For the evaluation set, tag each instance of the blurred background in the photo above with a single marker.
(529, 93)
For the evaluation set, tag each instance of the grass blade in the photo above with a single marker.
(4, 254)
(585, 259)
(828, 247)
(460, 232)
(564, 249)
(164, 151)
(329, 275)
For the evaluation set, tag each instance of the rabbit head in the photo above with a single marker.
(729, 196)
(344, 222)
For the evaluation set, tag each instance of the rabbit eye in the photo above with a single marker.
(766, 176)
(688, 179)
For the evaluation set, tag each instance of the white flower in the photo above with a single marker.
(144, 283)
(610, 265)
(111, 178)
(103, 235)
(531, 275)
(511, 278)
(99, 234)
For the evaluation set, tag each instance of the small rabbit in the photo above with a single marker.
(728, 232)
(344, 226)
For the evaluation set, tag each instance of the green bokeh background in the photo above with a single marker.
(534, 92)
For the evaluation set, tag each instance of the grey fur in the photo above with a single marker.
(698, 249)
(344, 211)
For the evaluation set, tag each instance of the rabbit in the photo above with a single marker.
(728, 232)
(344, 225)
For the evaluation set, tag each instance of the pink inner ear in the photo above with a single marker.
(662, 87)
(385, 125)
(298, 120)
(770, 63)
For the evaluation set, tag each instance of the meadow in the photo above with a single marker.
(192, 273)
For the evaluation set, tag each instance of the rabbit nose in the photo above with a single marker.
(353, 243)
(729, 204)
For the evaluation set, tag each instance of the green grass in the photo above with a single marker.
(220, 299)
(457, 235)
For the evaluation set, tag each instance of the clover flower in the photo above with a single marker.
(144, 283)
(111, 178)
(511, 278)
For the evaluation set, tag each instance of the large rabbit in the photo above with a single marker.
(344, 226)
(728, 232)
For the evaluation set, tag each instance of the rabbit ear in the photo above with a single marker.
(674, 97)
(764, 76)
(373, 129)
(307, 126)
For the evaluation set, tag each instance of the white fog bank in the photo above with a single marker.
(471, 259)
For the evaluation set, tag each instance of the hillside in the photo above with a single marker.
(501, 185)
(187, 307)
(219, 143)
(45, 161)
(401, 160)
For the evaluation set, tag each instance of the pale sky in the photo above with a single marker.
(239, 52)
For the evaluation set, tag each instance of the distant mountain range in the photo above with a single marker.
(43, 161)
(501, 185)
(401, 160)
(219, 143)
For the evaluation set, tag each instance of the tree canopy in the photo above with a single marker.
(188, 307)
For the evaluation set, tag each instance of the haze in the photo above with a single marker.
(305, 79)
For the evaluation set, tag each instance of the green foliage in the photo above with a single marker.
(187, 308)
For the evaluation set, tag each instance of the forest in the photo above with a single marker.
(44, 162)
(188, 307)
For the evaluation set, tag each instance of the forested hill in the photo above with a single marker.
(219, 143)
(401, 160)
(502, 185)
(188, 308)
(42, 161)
────────────────
*PROMPT*
Copy the records above word for word, from the first line to the last.

*WRITTEN REPLY*
For the evaluation set, tag each instance of the blurred background in the photo above with a single marker.
(529, 93)
For the evaluation set, tag each instance of the grass blade in the photo above with a single marker.
(4, 254)
(585, 259)
(828, 247)
(460, 232)
(564, 249)
(164, 151)
(329, 275)
For the evaluation set, tag each instance of the rabbit head in the photo above with a single marker.
(729, 196)
(344, 222)
For the evaluation set, tag each instance of the rabbit eye in the photo above with a single marker.
(766, 176)
(688, 179)
For the evaluation set, tag each instance of the white flower in the photo above with a single marker.
(144, 283)
(610, 265)
(111, 178)
(103, 235)
(531, 275)
(511, 278)
(99, 234)
For the evaluation set, tag each instance of the small rabbit in the photo above with a single marker.
(728, 232)
(344, 226)
For the evaluation set, tag each instance of the green bokeh background in the photo above with a single marker.
(534, 92)
For the evaluation set, tag each instance of the grey fur in the photo above with a single marker.
(698, 249)
(344, 211)
For the evaluation set, tag each instance of the rabbit in the photo above with a single marker.
(728, 232)
(344, 225)
For the evaluation set, tag each instance of the pink inner ear in the photo above with a single marker.
(662, 87)
(385, 125)
(298, 120)
(770, 63)
For the evaluation set, tag each instance of the meadow in the photo above with a single marker.
(192, 273)
For the evaluation set, tag each instance of the rabbit nose in the photo above with a single marker.
(353, 243)
(729, 204)
For the evaluation set, tag each instance of the green grass in the photo above with a single marker.
(220, 299)
(457, 235)
For the evaluation set, tag each instance of the clover flower in the photo above with a single marker.
(144, 283)
(111, 178)
(511, 278)
For the evaluation set, tag each instance of the large rabbit in the photo above with a single marker.
(344, 226)
(728, 232)
For the evaluation set, tag each instance of the rabbit ear in the photo above with a single marker.
(674, 97)
(764, 76)
(373, 129)
(307, 126)
For the evaluation set, tag each instance of the white fog bank in the photo above with a single marker.
(471, 259)
For the evaluation set, tag each instance of the hillside in the photo above with a single marker.
(501, 185)
(187, 307)
(219, 143)
(45, 161)
(401, 160)
For the evaluation set, tag each instance of the pale sky in the photo above with a single marker.
(239, 52)
For the evaluation set, tag each instance of the distant mountain range in the photo above with a single marker.
(43, 161)
(501, 185)
(401, 160)
(219, 143)
For the evaluation set, tag each instance of the tree canopy in the photo above with a single marker.
(188, 307)
For the evaluation set, tag each instance of the haze in the photo above with a single marker.
(305, 79)
For the evaluation set, tag each instance of the green foliage in the photo above with a single marker.
(187, 308)
For the evaluation set, tag each instance of the forest in the photo above with a single marker.
(44, 162)
(188, 307)
For the evaluation set, tag each instance of the forested hill in the photo above with a single marker.
(219, 143)
(401, 160)
(502, 185)
(188, 308)
(42, 161)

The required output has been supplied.